- FRAGMENTO PROPORCIONADO
^^^^^^^^^^^^^^^^

"En el centro de Medellín la subsistencia se cuenta en minutos
Aporte de Pablo Sarmiento - Ex Propietario de unas cabinas telefónicas en Bogotá
"En el centro de Medellín la subsistencia se cuenta en minutos”, es el título de la siguiente crónica. Es un retrato de la vida y oficio de los “minuteros”, que pululan en las calles céntricas de nuestras ciudades, en especial de Medellín, donde se calcula que sólo en la llamada parrilla del centro, hoy se rebuscan vendiendo minutos de celular más de 2.700 personas, mujeres en su gran mayoría.
Es la otra cara del desempleo y la falta de oportunidades en la economía formal; es el rebusque puro, es un oficio al que, además, lo mueve un engranaje de poderes territoriales, jerarquías establecidas a la brava, y, sobre todo, un flujo continuo de explotación laboral.
"En el centro de Medellín la subsistencia se cuenta en minutos”,
—-Crónica de minuteros—
“Yo soy de Urabá, me vine a Medellín con toda mi familia desplazado por la violencia. Trabajo en el Parque Berrío desde hace dos años. Con mi edad y mi invalidez nadie me da trabajo. Al venir al Parque alguien me dijo que si quería vender minutos, y yo acepté. No sabía nada de celulares y esas cosas, pero me metí”.
“Yo me vine para el centro porque estaba descolocada. Mi trabajo era siempre en casas de familia o cogiendo café en San Antonio de Prado. Cuando se acabó el café dije: me voy para el Parque Berrío a ver qué consigo. Entonces un señor me preguntó: ¿usted quiere trabajar? Le dije que sí y me sacó un plan de Comcel. Así comencé con lo de los minutos. Me hice al lado de esas viejas y no me dijeron nada”.
“Yo me quebré en Pereira… Entonces recorrí muchas ciudades, pero decidí quedarme en Medellín, donde estuve como 20 días mirando qué hacer. Empecé en lo de la venta de minutos con dos personas que trabajaban para mí, luego fui aumentando el personal, coloqué uno arriba en los taxis, otro en la panadería, otro en la plazuela, y así, hasta llegar a manejar todo este sector”.

^^^^^^^^^^^^^^^^

- REGISTROS ALMACENADOS
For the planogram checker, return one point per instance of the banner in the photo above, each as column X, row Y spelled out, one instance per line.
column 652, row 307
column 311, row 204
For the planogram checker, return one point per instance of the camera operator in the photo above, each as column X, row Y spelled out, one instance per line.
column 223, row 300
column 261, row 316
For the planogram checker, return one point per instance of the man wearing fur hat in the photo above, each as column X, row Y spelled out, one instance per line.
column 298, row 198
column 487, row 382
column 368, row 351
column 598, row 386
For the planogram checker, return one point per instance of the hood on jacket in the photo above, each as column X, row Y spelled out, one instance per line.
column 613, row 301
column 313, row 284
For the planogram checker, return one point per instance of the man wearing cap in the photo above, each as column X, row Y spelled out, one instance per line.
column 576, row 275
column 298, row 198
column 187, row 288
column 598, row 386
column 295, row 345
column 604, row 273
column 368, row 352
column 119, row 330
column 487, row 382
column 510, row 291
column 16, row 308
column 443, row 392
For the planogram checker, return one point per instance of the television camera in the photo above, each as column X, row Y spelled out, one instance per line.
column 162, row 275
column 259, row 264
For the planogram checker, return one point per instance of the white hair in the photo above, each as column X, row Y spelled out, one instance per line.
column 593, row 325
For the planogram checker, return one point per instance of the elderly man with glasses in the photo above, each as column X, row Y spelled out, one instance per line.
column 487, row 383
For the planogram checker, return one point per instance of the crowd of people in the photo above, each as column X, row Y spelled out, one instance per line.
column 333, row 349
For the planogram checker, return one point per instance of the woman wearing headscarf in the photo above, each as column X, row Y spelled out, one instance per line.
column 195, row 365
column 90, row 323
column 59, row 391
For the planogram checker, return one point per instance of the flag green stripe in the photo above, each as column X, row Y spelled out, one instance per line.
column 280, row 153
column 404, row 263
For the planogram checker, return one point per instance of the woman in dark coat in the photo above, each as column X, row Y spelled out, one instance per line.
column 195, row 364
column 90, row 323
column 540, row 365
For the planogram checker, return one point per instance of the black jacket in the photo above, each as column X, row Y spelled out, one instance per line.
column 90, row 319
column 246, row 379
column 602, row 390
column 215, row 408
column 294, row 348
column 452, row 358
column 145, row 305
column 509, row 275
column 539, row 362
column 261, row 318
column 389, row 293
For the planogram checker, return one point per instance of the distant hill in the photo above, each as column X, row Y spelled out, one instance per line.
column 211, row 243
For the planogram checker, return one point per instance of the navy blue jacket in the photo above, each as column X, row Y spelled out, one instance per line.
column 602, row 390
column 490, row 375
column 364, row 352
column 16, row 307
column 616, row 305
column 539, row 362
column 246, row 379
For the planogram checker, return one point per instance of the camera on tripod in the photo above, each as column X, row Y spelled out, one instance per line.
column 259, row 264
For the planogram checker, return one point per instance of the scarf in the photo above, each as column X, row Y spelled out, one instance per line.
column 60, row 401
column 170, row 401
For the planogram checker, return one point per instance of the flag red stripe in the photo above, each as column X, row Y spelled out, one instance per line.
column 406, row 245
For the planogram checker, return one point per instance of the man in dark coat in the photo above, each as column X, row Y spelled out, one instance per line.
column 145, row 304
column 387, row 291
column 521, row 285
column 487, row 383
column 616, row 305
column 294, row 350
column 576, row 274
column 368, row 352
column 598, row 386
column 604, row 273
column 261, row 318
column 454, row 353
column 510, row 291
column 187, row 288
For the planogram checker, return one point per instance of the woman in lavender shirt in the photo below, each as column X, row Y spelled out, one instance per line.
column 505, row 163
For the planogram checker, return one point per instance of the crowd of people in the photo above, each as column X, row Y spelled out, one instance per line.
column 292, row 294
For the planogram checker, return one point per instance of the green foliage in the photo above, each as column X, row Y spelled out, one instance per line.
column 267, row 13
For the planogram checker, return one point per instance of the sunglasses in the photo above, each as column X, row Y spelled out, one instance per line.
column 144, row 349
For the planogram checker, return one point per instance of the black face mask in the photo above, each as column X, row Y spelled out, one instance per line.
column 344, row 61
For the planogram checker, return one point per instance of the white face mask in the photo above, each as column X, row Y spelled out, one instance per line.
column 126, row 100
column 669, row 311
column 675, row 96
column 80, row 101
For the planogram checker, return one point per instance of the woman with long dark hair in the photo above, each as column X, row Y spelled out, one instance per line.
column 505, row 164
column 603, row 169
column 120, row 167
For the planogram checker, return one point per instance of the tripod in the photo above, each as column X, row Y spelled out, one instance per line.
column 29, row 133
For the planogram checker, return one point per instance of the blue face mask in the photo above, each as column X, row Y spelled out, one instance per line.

^^^^^^^^^^^^^^^^

- REQUISITOS DE LA TAREA
Resume en dos oraciones el fragmento sobre los minuteros de Medellín. El listado no hace falta para resolver la tarea.

- SOLUCIÓN DE LA TAREA
El fragmento presenta una crónica sobre los minuteros que venden minutos de celular en las calles céntricas, en especial de Medellín, donde se calcula que en la parrilla del centro lo hacen más de 2.700 personas, en su gran mayoría mujeres. Describe el oficio como la otra cara del desempleo y del rebusque, movido por poderes territoriales, jerarquías y explotación laboral, y recoge testimonios de personas que llegaron a él tras el desplazamiento por la violencia, la falta de trabajo o la quiebra.